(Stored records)
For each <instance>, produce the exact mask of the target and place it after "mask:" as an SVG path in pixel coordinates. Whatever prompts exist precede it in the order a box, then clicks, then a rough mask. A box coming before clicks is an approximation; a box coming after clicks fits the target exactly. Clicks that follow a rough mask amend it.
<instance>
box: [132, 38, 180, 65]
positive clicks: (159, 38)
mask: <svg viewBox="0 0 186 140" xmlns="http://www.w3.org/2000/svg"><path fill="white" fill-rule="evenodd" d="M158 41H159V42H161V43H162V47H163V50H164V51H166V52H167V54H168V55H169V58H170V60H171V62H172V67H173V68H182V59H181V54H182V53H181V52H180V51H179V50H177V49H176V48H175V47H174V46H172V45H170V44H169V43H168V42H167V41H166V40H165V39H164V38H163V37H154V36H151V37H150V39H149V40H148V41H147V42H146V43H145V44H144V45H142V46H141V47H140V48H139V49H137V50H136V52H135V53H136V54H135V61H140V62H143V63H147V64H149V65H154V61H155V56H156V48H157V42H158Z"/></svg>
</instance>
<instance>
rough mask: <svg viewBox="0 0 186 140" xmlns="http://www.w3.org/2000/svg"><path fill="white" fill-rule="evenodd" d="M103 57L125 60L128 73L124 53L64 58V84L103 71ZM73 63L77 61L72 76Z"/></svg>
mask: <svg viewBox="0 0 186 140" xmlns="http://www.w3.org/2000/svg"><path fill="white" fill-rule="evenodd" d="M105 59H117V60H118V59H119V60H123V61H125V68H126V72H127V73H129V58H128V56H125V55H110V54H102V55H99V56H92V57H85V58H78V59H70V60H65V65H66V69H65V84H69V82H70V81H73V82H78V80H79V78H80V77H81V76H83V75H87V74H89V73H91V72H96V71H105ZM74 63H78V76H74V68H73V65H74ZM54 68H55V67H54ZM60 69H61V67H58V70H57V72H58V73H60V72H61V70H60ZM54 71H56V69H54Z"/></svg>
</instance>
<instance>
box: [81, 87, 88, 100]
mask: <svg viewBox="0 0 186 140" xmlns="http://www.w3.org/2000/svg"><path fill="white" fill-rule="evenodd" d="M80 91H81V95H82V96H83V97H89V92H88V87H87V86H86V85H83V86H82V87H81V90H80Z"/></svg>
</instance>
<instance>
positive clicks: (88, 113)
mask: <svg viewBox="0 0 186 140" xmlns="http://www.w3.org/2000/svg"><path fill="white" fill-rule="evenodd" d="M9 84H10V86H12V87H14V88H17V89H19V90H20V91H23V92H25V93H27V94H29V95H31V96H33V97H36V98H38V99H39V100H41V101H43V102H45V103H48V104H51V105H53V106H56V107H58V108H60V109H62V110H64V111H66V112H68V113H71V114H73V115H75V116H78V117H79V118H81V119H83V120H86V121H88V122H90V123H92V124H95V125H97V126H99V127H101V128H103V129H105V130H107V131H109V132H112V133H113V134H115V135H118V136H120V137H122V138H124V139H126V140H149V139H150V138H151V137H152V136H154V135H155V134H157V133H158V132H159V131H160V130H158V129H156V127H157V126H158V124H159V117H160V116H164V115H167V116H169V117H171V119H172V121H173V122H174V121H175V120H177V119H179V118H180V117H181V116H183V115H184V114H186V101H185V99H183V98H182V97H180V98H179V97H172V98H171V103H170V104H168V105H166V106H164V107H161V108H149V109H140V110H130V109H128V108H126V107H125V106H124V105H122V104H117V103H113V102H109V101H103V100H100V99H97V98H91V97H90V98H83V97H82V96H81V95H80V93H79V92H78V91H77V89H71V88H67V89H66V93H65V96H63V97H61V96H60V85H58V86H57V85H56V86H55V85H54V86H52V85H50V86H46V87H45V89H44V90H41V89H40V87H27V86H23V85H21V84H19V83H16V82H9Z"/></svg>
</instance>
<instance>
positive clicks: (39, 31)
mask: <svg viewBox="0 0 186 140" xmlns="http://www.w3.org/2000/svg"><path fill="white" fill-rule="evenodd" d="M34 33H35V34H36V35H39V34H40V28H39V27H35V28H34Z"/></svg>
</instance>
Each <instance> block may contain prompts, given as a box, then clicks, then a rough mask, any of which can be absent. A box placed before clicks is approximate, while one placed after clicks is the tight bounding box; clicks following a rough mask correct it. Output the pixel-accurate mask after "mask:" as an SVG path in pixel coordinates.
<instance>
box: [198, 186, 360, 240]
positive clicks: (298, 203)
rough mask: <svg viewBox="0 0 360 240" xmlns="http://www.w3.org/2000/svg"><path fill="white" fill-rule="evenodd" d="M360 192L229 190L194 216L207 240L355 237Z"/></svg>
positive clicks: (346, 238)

Required action:
Convert every line of the rows above into a JSON list of strings with one string per line, leaving out any blank lines.

Exercise output:
[
  "For each <instance>, produce the exact mask of the target and place it after \"mask:\" as an SVG path in pixel coordinates. Whatever prompts exist precede it in the order a box, then clicks, then a rough mask. A box coming before clicks is an approximation; a box coming after clicks fits the target exactly. Clicks that follow a rough mask amend it.",
  "<instance>",
  "box: [132, 38, 180, 65]",
  "positive clicks: (159, 38)",
  "mask: <svg viewBox=\"0 0 186 140\" xmlns=\"http://www.w3.org/2000/svg\"><path fill=\"white\" fill-rule=\"evenodd\" d=\"M158 41H159V42H161V43H162V47H163V50H164V51H166V52H167V54H168V55H169V58H170V60H171V62H172V67H173V68H182V59H181V54H182V53H181V52H180V51H179V50H177V49H176V48H175V47H174V46H172V45H170V44H169V43H168V42H167V41H166V40H165V39H164V38H163V37H154V36H151V37H150V39H149V40H148V41H147V42H146V43H145V44H144V45H142V46H141V47H140V48H139V49H137V50H136V52H135V53H136V54H135V61H140V62H143V63H147V64H149V65H154V61H155V56H156V48H157V42H158Z\"/></svg>",
  "</instance>",
  "<instance>",
  "rough mask: <svg viewBox=\"0 0 186 140\" xmlns=\"http://www.w3.org/2000/svg\"><path fill=\"white\" fill-rule=\"evenodd\" d=\"M103 57L125 60L128 73L124 53L64 58V84L103 71ZM73 63L77 61L72 76Z\"/></svg>",
  "mask: <svg viewBox=\"0 0 186 140\" xmlns=\"http://www.w3.org/2000/svg\"><path fill=\"white\" fill-rule=\"evenodd\" d=\"M105 59H117V60H118V59H119V60H123V61H125V68H126V72H127V73H129V58H128V56H125V55H110V54H102V55H99V56H92V57H85V58H78V59H70V60H65V65H66V69H65V84H69V82H70V81H73V82H78V80H79V78H80V77H81V76H83V75H87V74H89V73H91V72H96V71H105ZM74 63H78V76H74V68H73V65H74ZM54 68H55V67H54ZM60 69H61V67H58V70H57V72H58V73H60V72H61V70H60ZM54 71H56V69H54Z\"/></svg>",
  "</instance>",
  "<instance>",
  "box: [81, 87, 88, 100]",
  "mask: <svg viewBox=\"0 0 186 140\" xmlns=\"http://www.w3.org/2000/svg\"><path fill=\"white\" fill-rule=\"evenodd\" d=\"M80 91H81V95H82V96H83V97H89V92H88V87H87V86H86V85H83V86H82V87H81V90H80Z\"/></svg>",
  "</instance>",
  "<instance>",
  "positive clicks: (88, 113)",
  "mask: <svg viewBox=\"0 0 186 140\" xmlns=\"http://www.w3.org/2000/svg\"><path fill=\"white\" fill-rule=\"evenodd\" d=\"M9 84H10V86H12V87H14V88H17V89H19V90H20V91H23V92H25V93H27V94H29V95H31V96H33V97H36V98H38V99H39V100H41V101H43V102H45V103H48V104H51V105H53V106H56V107H58V108H60V109H62V110H64V111H66V112H68V113H71V114H73V115H75V116H78V117H79V118H81V119H83V120H86V121H88V122H90V123H92V124H95V125H97V126H99V127H101V128H103V129H105V130H107V131H109V132H112V133H113V134H115V135H118V136H120V137H122V138H124V139H126V140H149V139H150V138H151V137H152V136H154V135H155V134H157V133H158V132H159V131H160V130H158V129H156V127H157V126H158V124H159V117H160V116H164V115H167V116H169V117H171V119H172V121H173V122H174V121H175V120H177V119H179V118H180V117H181V116H183V115H184V114H186V101H185V99H183V98H182V97H180V98H179V97H172V98H171V103H170V104H168V105H166V106H164V107H161V108H149V109H140V110H130V109H128V108H126V107H125V106H124V105H122V104H117V103H113V102H109V101H103V100H100V99H97V98H91V97H90V98H83V97H82V96H81V95H80V93H79V92H78V91H77V89H71V88H67V89H66V93H65V96H63V97H61V96H60V85H58V86H57V85H56V86H55V85H54V86H52V85H50V86H46V87H45V89H44V90H41V89H40V87H27V86H23V85H21V84H19V83H16V82H9Z\"/></svg>",
  "</instance>",
  "<instance>",
  "positive clicks: (39, 31)",
  "mask: <svg viewBox=\"0 0 186 140\" xmlns=\"http://www.w3.org/2000/svg\"><path fill=\"white\" fill-rule=\"evenodd\" d=\"M34 33H35V34H36V35H39V34H40V28H39V27H35V28H34Z\"/></svg>",
  "</instance>",
  "Each <instance> block may contain prompts, given as a box, then clicks, then a rough mask, any of which can be absent. A box placed before clicks is approximate, while one placed after clicks is the tight bounding box; clicks following a rough mask correct it. Output the pixel-accurate mask after \"mask:\" as an SVG path in pixel coordinates.",
  "<instance>",
  "box: [198, 186, 360, 240]",
  "positive clicks: (298, 203)",
  "rough mask: <svg viewBox=\"0 0 360 240\" xmlns=\"http://www.w3.org/2000/svg\"><path fill=\"white\" fill-rule=\"evenodd\" d=\"M360 192L229 190L194 216L207 240L355 237Z\"/></svg>",
  "positive clicks: (346, 238)"
]